The asteroid that slipped under our satellites at 428 km
A couch-size asteroid crossed the same altitudes as the ISS and mega-constellations at just 428 kilometers. Here is what we missed, what it really threatened, and a 24-month plan to detect the next one before it arrives.

The rock that threaded Earth’s needle while we slept
At 00:47:26 Coordinated Universal Time on October 1, 2025, a space rock about the size of a couch shot over Antarctica at highway speeds for the cosmos. Its closest approach was just 428 kilometers above the ice. That is not outer space in the way most people imagine it. That is the neighborhood where human hardware lives. The International Space Station loops between roughly 370 and 460 kilometers. Companies place thousands of satellites in the 340 to 550 kilometer band to watch Earth and beam internet. This intruder, designated 2025 TF, skimmed right through that vertical lane. We learned about it only hours later, when the Catalina Sky Survey in Arizona spotted the faint trail and scientists ran the clocks backward to reconstruct the flyby. The European Space Agency then refined the trajectory with follow-up observations, confirming the distance and timing with a precision of seconds and kilometers. It now stands as the second closest non-impacting asteroid flyby ever recorded, after a 2020 pass over the South Pacific. ESA confirms 428 km skim set off a round of sober questions.
How did a natural object dip into the same altitudes we reserve for our most precious satellites and we only realized afterward? What does this say about how we watch the sky, and what must we build next so the third closest pass is caught before it happens, not after?
What 428 kilometers looks like
Picture a layered wedding cake around Earth. The lowest layer is the stratosphere and above that the thermosphere, where the trace atmosphere is still enough to slow satellites. Now suspend a circular race track around the planet. At roughly 400 kilometers sits the track where astronauts live and work. Just above and below are the shells where Starlink, OneWeb, Earth observation constellations, and weather satellites race in synchronized lanes. There are gaps between lanes, but there are also crossings and inclinations that bring many vehicles over the poles.

- _DATA LINES_
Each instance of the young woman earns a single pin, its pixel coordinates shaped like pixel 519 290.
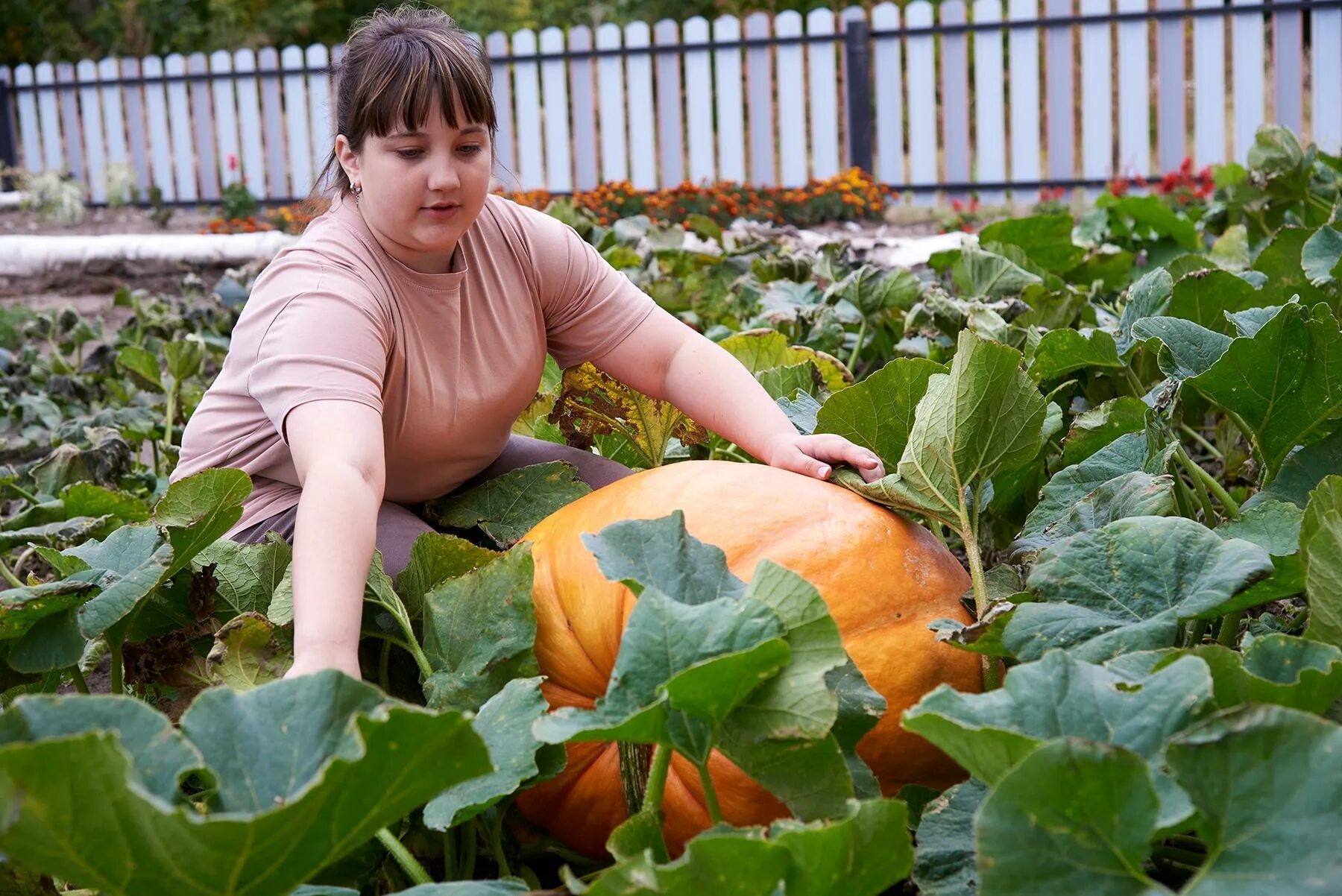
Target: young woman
pixel 382 359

- _TO-DO LIST_
1) Answer the following questions from the asteroid article:
(a) At what time and on what date did 2025 TF make its closest approach?
(b) Which survey first spotted the object's trail?
(c) At roughly what altitude does the text place the track where astronauts live and work?
2) Transcribe the asteroid article between "How did a natural" and "over the poles.", inclusive.

- _PER-TASK OUTPUTS_
1)
(a) 00:47:26 Coordinated Universal Time on October 1, 2025.
(b) The Catalina Sky Survey in Arizona.
(c) Roughly 400 kilometers.

2)
How did a natural object dip into the same altitudes we reserve for our most precious satellites and we only realized afterward? What does this say about how we watch the sky, and what must we build next so the third closest pass is caught before it happens, not after?
What 428 kilometers looks like
Picture a layered wedding cake around Earth. The lowest layer is the stratosphere and above that the thermosphere, where the trace atmosphere is still enough to slow satellites. Now suspend a circular race track around the planet. At roughly 400 kilometers sits the track where astronauts live and work. Just above and below are the shells where Starlink, OneWeb, Earth observation constellations, and weather satellites race in synchronized lanes. There are gaps between lanes, but there are also crossings and inclinations that bring many vehicles over the poles.